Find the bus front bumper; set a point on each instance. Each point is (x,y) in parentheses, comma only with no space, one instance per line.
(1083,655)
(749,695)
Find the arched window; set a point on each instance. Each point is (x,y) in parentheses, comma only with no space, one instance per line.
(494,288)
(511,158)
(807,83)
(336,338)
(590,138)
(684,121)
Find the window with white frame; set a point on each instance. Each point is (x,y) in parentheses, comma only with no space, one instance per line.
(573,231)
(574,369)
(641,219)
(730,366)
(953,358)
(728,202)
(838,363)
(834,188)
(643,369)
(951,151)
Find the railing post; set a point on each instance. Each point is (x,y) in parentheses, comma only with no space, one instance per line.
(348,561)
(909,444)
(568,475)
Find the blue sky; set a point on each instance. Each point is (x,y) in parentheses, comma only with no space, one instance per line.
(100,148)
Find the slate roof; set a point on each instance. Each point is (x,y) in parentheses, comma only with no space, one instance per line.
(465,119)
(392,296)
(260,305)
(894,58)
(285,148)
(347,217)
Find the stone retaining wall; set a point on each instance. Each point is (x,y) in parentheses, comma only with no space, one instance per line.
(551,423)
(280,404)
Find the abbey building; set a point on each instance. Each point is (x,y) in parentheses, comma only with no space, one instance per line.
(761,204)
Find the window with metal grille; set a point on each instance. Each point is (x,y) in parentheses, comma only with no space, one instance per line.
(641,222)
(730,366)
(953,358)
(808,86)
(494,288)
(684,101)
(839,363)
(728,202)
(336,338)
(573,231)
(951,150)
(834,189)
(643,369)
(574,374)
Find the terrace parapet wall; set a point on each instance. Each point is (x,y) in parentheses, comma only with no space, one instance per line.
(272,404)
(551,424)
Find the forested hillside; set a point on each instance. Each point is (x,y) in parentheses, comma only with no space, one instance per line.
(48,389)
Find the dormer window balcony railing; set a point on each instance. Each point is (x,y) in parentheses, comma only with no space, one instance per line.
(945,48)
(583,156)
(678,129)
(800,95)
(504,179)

# # # # #

* WORK INSTRUCTIONS *
Return every line of the material above verbatim, in its original order.

* RESPONSE TO THIS EXERCISE *
Find the bus front bumper; set a point on each instance. Each point is (x,y) in parentheses, comma only with no space, one instance per line.
(1083,655)
(749,695)
Find the arched window; set a point on each instance. Each point is (x,y) in parentheses, comma only with no space, one instance per line.
(494,288)
(511,158)
(807,83)
(336,338)
(590,138)
(684,121)
Find the window with white frame; set a point on each instance. Each point is (x,y) in parentheses, comma only with no space, one instance per line.
(573,231)
(574,369)
(641,219)
(730,366)
(953,358)
(728,202)
(838,363)
(834,188)
(643,369)
(951,151)
Find the railing post; set a point on each instance. Each point is (x,y) in parentheses, comma only with no space, one instance per line.
(348,561)
(909,444)
(568,475)
Find the blue sky; set a point on each instance. Each point is (x,y) in parentheses, comma only with no space, one instance per line.
(100,148)
Find the slate roof; set a point on each instance. Each point is (x,y) in parentheses, comma only with no space, one instance per line.
(465,119)
(392,296)
(260,305)
(894,58)
(285,148)
(347,217)
Find the stone retaining wall; set a point on each instance. Each point is (x,y) in parentheses, comma only with no space, one instance per line.
(551,423)
(280,404)
Find the abbey building; set a point on each instance. Each point is (x,y) in parentheses, comma only with no space, one instance per line.
(761,204)
Find the window with metal grille; set a point on each instance. Each point is (x,y) in parentheses, comma only with no space, one instance per line.
(641,222)
(730,366)
(953,358)
(808,86)
(494,288)
(684,101)
(839,363)
(728,202)
(336,338)
(573,231)
(951,150)
(834,189)
(643,369)
(574,374)
Find the terrace parapet wall; set a point on each instance. Each point is (x,y) in parentheses, comma only with no space, one instance per line.
(272,404)
(551,424)
Find the forested hillside; set a point on each instance. Each point is (x,y) in parentheses, comma only with no space, one instance per line.
(48,389)
Find the dormer window balcony railing; set a point on each instance. Each point is (x,y) in parentheses, comma only with no space, one instance per line.
(945,48)
(583,156)
(678,129)
(800,95)
(504,179)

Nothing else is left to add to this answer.